• **WHAT TO WORK ON**
Report each line of the data that contains the string "then".

• **DATA PROVIDED**
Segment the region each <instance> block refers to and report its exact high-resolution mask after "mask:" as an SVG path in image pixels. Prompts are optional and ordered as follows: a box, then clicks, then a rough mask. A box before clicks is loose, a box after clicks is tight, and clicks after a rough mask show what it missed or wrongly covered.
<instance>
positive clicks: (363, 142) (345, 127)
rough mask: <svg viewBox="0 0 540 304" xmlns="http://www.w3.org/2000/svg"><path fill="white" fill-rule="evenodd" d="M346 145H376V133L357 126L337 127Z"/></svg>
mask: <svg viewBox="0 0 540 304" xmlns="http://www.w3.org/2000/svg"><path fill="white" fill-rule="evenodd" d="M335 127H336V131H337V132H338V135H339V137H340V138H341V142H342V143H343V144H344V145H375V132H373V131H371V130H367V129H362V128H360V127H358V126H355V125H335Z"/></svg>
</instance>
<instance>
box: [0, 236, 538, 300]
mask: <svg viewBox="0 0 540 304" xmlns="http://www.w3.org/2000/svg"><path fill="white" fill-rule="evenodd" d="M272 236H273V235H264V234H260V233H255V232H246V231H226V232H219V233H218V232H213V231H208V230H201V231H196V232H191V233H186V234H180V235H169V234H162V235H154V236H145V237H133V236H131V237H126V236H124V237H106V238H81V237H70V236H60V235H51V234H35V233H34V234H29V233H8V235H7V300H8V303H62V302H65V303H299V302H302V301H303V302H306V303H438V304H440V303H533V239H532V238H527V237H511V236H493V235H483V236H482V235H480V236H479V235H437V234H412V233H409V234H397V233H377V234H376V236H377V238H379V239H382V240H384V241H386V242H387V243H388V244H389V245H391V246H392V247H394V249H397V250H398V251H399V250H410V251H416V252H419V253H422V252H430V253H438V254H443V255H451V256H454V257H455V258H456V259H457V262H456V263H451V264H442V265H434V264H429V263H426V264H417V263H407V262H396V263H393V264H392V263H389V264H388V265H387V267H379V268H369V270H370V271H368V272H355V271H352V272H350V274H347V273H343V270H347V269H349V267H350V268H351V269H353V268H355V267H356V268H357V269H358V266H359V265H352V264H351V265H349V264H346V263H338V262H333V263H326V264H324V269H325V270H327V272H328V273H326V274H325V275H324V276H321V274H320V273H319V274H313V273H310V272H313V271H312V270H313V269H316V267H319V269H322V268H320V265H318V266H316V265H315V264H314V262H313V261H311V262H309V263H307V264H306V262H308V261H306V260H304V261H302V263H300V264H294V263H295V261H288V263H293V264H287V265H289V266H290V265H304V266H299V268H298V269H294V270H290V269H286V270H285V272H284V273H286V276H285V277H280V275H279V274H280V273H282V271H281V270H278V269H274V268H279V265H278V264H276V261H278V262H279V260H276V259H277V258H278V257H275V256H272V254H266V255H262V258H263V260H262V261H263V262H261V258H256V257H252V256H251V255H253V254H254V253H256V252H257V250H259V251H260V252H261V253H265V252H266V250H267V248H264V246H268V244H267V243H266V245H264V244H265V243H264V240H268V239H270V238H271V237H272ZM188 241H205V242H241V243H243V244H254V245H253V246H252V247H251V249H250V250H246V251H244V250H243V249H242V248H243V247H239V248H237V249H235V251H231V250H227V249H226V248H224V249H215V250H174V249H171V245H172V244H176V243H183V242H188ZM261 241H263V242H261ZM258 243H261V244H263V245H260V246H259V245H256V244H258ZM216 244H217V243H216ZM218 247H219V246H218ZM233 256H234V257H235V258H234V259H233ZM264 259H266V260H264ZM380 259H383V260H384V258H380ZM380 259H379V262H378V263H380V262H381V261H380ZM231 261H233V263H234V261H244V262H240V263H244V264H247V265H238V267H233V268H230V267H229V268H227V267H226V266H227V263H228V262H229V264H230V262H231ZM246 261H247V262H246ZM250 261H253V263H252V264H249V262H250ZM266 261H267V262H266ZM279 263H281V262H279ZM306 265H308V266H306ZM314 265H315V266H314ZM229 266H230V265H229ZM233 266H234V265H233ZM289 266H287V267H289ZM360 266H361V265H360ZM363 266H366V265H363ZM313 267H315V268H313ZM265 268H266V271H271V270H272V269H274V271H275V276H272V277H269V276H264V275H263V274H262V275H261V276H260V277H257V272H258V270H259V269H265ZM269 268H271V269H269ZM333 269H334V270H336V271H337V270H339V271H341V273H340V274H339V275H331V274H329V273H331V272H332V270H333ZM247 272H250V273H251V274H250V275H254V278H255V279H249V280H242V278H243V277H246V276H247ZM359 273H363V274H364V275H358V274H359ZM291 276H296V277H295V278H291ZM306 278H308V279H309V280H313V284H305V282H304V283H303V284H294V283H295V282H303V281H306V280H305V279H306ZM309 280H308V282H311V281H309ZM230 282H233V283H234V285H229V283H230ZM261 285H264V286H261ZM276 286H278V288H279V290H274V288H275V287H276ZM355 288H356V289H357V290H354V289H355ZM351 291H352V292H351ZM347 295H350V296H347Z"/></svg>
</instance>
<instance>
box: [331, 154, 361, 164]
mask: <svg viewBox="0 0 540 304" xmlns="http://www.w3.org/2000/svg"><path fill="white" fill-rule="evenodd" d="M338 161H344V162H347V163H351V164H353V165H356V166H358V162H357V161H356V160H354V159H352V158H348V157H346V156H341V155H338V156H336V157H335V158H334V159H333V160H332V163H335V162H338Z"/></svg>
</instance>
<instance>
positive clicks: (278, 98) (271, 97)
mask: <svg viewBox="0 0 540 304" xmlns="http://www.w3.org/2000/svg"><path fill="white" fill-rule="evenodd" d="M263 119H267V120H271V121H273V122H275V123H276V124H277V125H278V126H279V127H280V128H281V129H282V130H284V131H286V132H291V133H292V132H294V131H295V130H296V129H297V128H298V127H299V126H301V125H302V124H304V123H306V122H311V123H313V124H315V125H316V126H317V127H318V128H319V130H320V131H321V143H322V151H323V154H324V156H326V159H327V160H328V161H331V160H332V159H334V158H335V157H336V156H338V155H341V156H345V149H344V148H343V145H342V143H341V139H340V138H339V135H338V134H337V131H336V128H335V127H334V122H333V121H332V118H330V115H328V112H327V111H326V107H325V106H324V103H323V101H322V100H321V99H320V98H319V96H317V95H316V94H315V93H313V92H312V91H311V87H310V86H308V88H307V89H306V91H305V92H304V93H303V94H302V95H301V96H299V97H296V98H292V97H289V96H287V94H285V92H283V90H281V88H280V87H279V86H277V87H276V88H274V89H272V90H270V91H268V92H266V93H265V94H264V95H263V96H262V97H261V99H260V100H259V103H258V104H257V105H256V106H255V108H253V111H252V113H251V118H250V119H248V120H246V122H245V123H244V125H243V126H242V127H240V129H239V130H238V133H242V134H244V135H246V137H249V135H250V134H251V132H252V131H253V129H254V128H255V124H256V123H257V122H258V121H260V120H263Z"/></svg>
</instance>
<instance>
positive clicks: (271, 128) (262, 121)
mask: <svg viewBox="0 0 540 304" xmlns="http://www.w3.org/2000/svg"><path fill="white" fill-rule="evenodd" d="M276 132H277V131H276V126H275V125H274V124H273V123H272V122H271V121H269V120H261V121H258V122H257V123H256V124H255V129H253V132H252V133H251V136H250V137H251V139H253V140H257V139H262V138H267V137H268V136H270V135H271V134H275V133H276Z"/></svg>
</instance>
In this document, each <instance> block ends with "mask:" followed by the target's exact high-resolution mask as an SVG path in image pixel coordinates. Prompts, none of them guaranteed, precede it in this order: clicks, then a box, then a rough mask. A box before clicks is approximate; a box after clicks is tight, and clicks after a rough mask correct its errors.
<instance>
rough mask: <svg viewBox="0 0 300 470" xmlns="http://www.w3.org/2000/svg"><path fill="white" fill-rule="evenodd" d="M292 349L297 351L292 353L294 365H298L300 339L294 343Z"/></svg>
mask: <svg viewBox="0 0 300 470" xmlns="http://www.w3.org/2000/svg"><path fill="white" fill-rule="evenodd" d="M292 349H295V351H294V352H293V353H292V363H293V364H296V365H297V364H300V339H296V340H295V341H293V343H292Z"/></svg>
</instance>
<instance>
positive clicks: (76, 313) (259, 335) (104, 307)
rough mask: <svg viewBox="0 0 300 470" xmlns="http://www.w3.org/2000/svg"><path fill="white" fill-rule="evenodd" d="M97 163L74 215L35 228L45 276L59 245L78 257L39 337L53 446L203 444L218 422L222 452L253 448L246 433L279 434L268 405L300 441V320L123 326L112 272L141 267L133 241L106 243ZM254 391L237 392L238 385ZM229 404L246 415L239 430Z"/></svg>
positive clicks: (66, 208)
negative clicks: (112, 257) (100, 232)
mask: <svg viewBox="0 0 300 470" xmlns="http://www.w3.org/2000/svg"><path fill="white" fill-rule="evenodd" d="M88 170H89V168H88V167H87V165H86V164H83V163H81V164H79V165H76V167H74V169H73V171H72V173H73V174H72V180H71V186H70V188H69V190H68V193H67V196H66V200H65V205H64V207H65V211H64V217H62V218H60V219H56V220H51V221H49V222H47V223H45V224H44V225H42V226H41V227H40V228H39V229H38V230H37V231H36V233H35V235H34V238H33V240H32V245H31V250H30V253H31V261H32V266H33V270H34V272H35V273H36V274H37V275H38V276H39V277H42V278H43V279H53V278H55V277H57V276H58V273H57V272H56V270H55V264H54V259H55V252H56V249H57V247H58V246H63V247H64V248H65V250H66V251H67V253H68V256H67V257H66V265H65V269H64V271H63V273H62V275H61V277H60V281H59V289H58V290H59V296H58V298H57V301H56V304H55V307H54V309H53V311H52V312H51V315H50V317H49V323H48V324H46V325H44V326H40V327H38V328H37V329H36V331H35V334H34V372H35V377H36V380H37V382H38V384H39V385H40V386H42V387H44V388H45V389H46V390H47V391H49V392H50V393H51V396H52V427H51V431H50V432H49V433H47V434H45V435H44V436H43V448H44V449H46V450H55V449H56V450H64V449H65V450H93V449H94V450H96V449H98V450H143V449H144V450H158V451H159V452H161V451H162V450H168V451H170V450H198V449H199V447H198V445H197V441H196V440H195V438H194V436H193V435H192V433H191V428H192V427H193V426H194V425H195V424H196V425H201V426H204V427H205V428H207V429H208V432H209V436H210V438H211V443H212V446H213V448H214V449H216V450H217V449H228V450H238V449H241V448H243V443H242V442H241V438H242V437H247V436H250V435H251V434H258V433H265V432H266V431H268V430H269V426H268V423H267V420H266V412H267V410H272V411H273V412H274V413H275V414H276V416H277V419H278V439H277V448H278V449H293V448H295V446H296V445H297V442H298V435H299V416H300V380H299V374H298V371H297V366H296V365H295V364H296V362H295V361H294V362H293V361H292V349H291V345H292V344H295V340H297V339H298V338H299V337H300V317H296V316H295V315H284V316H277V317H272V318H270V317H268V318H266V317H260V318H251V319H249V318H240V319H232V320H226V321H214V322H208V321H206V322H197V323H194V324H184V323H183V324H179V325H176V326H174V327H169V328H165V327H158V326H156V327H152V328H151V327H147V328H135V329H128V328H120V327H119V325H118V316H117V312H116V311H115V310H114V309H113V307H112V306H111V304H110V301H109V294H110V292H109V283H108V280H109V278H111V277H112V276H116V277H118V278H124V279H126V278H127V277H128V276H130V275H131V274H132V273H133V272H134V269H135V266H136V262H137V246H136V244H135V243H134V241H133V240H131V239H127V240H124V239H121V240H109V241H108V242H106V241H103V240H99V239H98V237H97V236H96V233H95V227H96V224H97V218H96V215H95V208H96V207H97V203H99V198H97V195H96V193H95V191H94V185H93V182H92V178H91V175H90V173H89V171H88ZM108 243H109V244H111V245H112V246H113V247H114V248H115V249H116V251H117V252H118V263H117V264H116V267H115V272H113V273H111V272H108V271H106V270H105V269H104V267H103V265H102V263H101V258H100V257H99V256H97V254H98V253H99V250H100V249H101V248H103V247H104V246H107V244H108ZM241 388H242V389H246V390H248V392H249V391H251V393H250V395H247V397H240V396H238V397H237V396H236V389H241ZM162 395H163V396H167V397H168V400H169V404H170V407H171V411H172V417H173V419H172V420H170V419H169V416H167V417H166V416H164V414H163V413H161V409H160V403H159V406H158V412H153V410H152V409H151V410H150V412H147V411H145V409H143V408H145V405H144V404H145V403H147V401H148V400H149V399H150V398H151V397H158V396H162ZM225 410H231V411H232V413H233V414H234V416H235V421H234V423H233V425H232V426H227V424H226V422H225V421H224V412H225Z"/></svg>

• **WRITTEN SOLUTION**
Segment the region each <instance> block refers to and report its exact high-resolution mask after "mask:" as an SVG path in image pixels. Prompts are optional and ordered as follows: a box, then clicks, then a rough mask. A box before clicks is loose, a box after clicks is tight, and clicks after a rough mask show what it missed or wrongly covered.
In this document, each <instance> block ends with "mask:" followed by the target's exact high-resolution mask as an SVG path in image pixel coordinates. Prompts, none of them guaranteed, precede it in this order: clicks, then a box, then a rough mask. A box before clicks is approximate; a box after clicks is tight, and clicks after a rough mask correct its errors.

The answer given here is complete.